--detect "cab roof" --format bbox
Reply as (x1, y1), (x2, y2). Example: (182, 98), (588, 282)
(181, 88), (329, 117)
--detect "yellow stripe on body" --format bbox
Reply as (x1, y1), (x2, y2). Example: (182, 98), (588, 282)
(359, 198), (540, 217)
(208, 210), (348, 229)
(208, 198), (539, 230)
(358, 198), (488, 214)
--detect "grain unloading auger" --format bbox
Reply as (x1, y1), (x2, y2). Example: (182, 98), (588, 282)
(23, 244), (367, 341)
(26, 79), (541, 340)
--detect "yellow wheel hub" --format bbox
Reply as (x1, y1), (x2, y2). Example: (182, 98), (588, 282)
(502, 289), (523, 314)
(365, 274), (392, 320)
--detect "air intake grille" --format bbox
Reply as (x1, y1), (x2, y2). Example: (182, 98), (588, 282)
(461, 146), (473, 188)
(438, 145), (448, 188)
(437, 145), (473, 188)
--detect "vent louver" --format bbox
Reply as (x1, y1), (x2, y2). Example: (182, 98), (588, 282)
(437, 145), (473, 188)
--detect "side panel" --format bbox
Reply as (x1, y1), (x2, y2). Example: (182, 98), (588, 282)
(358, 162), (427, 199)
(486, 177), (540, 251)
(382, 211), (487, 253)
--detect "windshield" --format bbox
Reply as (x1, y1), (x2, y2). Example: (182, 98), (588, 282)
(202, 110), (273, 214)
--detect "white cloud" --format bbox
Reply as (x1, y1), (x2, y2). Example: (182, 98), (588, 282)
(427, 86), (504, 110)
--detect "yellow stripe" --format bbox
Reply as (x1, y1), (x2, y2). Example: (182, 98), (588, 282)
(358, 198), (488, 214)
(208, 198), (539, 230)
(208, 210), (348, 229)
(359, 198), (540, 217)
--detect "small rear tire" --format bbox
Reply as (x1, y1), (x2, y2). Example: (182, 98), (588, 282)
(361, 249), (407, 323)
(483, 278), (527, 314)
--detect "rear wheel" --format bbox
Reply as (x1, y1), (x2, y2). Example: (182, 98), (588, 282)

◇ ◇ ◇ ◇ ◇ ◇ ◇

WORK REQUIRED: Report the number of lines in the records above that contain the string "detect", counting only matches in the same case. Give the number alone.

RESULT: 12